### Task details
Return each line from the listing below that contains the word "Target". Copy those lines without changes.
** BEGIN Material shown **
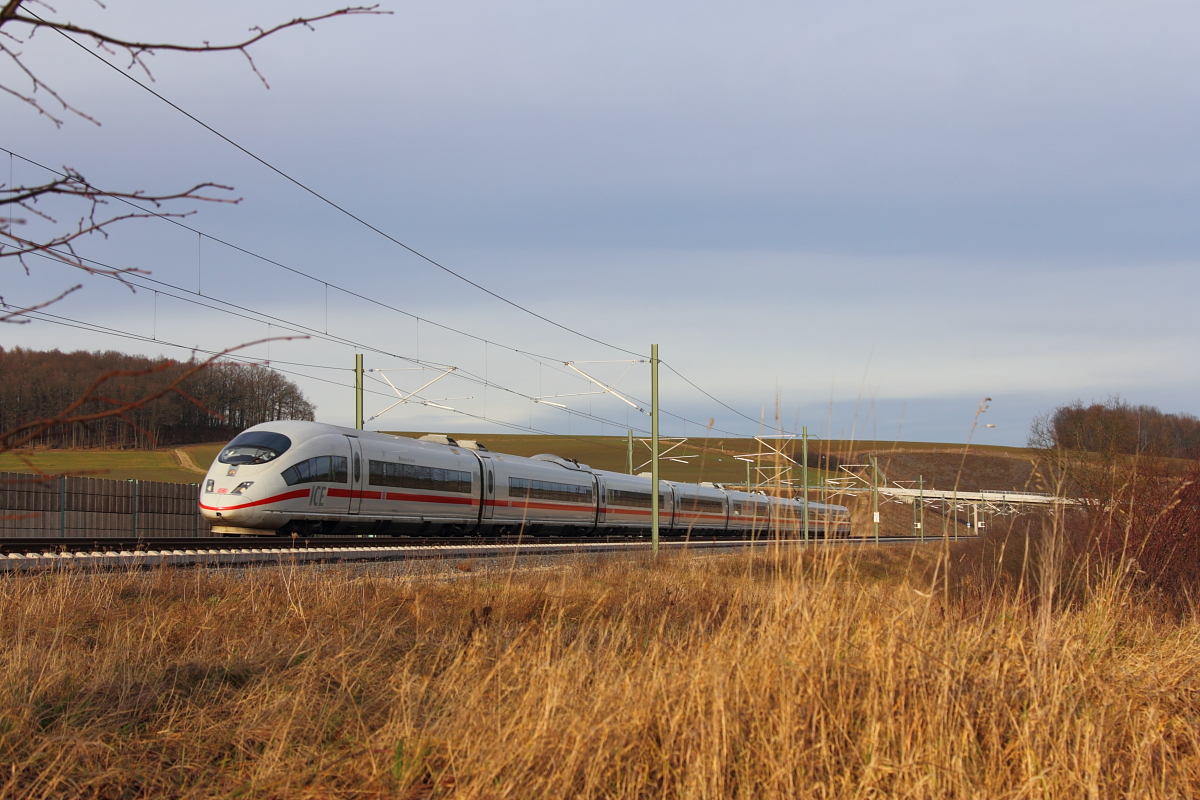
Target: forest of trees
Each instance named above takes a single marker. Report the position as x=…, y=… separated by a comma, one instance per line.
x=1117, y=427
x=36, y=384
** END Material shown **
** BEGIN Material shown **
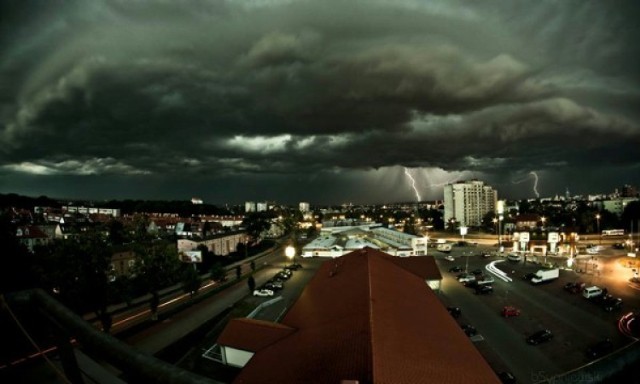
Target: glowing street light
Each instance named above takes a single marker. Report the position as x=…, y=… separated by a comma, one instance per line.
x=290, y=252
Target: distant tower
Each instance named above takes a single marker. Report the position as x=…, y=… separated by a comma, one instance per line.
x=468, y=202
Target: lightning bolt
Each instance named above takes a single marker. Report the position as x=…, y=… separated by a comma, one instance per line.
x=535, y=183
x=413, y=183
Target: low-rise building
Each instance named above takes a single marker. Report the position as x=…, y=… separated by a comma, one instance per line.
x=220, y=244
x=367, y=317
** END Material shown **
### Output for this exercise
Target: forest of trees
Target: glowing street light
Target: distant tower
Target: lightning bolt
Target: low-rise building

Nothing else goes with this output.